▶ DATA ROWS
--- BEGIN ---

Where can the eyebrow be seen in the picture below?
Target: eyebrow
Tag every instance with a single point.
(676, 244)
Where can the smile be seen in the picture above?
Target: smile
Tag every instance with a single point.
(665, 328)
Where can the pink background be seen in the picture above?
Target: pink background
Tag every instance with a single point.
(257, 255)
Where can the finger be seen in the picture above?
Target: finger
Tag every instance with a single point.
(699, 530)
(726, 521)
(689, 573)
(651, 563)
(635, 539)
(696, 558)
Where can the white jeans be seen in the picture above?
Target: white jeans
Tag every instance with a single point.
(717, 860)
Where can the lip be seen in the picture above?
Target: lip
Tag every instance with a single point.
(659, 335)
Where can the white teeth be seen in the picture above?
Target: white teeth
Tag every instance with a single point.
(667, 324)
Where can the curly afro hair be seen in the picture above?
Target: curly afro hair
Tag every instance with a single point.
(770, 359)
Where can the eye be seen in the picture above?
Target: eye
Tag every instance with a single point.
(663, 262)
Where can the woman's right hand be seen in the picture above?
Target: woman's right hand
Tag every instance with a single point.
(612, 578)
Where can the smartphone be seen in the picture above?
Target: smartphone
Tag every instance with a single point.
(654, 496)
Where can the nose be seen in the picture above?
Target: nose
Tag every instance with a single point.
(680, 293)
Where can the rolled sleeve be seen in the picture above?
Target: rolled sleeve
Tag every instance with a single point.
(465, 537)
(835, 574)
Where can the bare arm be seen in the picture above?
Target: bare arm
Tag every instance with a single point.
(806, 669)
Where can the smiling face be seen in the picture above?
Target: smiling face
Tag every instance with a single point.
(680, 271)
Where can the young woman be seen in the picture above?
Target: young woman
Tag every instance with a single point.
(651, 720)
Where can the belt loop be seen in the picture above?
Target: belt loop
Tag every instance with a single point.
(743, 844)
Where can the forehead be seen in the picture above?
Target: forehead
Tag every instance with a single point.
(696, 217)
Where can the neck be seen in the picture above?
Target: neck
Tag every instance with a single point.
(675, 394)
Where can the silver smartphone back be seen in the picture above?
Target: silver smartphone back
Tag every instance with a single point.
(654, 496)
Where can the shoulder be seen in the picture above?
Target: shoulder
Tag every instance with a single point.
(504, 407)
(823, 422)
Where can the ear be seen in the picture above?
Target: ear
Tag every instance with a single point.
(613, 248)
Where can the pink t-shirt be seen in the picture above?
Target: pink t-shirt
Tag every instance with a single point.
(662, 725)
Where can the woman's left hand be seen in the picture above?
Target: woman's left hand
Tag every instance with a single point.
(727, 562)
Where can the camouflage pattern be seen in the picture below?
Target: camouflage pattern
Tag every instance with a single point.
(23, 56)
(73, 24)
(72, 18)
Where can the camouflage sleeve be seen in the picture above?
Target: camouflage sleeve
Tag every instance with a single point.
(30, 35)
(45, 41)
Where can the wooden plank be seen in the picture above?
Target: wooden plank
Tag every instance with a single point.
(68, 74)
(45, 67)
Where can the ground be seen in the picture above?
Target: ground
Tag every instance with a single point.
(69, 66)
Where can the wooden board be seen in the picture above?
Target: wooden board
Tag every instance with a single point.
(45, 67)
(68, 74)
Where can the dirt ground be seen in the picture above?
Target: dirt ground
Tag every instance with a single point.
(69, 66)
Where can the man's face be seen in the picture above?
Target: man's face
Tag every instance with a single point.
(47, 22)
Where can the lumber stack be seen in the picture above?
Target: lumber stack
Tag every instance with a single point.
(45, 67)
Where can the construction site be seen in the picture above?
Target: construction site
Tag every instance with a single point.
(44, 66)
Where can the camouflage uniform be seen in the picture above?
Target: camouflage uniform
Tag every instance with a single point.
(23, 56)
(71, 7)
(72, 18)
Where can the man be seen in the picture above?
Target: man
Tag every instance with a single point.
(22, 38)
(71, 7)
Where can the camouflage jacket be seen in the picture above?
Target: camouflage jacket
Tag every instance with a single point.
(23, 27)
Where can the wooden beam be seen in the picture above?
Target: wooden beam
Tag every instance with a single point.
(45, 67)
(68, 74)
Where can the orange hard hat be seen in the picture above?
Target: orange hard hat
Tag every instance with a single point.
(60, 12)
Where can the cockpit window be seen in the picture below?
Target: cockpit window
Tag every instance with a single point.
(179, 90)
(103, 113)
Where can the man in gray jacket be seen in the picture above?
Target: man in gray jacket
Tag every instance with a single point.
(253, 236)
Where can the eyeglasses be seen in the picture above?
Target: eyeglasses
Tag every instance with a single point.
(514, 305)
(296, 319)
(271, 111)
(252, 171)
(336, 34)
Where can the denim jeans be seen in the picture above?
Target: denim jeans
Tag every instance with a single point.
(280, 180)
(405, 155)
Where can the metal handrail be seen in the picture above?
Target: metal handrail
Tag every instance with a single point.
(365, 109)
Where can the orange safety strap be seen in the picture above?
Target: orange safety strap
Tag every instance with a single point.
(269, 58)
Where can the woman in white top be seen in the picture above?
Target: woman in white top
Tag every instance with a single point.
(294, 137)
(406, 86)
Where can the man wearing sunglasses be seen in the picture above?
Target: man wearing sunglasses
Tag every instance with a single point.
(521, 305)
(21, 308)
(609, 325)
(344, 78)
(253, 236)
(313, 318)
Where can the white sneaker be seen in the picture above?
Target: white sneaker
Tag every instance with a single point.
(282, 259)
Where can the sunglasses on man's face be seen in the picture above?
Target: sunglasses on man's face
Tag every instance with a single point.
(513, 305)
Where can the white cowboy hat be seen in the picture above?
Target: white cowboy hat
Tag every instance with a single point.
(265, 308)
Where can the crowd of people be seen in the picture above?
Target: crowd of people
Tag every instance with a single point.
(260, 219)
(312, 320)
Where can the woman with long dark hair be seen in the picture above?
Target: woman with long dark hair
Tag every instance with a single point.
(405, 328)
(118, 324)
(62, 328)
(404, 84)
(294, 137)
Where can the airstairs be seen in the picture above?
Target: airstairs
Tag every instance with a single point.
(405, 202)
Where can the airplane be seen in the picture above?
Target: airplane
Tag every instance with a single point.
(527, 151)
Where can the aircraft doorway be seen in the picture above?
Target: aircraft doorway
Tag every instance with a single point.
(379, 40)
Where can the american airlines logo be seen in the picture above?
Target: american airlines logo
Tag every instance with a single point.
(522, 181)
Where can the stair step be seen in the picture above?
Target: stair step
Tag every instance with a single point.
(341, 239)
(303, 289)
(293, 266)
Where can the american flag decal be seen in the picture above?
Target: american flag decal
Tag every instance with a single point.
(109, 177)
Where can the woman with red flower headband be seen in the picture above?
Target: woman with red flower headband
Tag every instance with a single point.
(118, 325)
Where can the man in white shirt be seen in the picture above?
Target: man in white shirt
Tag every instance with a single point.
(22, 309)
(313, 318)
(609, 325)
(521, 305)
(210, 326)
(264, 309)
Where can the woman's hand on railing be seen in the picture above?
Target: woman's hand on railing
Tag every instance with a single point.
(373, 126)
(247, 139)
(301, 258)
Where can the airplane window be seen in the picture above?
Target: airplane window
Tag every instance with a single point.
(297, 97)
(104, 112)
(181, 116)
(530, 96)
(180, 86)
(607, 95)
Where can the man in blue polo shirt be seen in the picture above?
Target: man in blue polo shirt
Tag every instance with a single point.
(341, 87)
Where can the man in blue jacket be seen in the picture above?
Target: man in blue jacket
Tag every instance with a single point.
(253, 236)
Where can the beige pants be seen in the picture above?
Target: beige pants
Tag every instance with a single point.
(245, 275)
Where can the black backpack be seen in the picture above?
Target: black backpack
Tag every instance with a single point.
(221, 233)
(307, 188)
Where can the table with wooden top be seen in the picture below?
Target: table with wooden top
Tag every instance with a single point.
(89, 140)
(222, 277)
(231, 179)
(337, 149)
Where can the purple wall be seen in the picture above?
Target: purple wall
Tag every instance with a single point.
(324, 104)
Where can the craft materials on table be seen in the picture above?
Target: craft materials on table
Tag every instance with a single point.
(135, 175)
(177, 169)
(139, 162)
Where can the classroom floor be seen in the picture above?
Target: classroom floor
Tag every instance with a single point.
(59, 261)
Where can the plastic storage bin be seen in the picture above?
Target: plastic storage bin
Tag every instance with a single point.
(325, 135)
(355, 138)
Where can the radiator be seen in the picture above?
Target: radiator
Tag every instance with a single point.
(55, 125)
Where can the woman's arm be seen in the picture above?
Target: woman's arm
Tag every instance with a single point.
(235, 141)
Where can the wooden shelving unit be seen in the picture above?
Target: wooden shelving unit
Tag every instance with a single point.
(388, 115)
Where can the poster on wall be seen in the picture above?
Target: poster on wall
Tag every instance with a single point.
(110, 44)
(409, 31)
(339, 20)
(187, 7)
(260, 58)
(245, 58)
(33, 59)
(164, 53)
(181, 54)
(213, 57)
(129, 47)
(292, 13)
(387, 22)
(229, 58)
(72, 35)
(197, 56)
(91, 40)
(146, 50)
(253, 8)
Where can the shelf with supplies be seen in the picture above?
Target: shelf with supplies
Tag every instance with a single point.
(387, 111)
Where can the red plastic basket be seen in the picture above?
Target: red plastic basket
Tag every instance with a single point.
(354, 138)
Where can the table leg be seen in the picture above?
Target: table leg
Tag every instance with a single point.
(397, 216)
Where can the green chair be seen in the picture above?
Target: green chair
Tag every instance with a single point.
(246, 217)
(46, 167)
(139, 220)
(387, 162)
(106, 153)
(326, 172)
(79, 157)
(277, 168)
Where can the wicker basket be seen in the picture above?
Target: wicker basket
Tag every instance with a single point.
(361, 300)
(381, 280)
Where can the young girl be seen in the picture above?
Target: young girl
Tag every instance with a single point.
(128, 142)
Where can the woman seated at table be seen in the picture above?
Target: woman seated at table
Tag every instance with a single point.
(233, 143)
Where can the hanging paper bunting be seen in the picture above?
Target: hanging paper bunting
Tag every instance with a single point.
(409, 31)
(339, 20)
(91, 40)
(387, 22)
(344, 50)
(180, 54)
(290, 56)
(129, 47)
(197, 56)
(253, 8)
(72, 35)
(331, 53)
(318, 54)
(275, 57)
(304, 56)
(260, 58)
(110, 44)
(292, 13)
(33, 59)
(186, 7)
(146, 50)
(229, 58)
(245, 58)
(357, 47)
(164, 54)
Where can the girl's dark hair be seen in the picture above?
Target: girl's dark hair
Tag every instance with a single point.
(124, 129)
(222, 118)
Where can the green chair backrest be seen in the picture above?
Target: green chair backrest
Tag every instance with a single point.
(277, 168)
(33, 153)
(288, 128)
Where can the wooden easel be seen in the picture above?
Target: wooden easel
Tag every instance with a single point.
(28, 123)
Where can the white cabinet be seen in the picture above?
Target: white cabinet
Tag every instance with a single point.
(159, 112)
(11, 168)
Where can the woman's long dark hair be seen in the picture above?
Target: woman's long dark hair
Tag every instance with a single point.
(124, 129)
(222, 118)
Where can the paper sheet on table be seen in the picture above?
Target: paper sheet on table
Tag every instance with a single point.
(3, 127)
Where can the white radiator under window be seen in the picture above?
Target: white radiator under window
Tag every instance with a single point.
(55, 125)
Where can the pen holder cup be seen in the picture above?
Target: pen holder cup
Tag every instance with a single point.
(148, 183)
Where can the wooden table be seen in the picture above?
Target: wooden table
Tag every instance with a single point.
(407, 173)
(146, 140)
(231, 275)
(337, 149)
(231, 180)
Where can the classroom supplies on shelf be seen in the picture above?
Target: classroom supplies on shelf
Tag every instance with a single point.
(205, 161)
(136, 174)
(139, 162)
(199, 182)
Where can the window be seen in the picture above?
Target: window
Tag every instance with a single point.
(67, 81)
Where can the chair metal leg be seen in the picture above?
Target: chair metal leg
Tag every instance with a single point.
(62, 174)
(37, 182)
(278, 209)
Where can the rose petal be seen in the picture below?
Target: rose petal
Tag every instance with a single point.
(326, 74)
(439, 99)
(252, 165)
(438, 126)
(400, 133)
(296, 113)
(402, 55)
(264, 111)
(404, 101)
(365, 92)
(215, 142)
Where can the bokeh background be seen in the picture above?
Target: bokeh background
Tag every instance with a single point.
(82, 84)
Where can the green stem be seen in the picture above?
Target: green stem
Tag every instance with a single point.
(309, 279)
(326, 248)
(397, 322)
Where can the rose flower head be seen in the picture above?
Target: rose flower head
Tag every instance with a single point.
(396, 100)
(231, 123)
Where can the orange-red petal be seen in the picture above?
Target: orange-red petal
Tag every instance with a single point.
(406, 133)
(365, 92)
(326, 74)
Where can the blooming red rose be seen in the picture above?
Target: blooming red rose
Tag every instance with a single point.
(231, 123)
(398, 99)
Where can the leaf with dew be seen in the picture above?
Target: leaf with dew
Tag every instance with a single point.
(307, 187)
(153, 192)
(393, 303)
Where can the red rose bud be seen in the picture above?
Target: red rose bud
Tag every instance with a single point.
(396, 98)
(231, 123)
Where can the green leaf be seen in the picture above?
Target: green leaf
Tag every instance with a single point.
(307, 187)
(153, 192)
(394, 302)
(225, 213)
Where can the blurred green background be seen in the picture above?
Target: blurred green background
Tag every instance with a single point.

--- END ---

Quote the lines of the listing above that run from the line with "Where can the blooming" through its last line, both included, and nothing else.

▶ REPLY
Where can the blooming red rose be seen in the picture above?
Target: blooming red rose
Tag every instance with a single point.
(231, 123)
(398, 99)
Where can the leaf with dew be seen in the picture above?
Target: leaf with dew
Tag every instance with a single point.
(307, 187)
(153, 192)
(393, 303)
Where can the red rose bud be seen in the picture above?
Target: red rose bud
Tag every instance with a single point.
(396, 98)
(231, 123)
Where can the green leaf be seen in the picture above?
Target: green leaf
Tag every instance with a single point.
(307, 187)
(153, 192)
(394, 302)
(225, 213)
Where can the blurred green background be seen in the picture above?
Target: blurred green background
Tag every instance with a single point.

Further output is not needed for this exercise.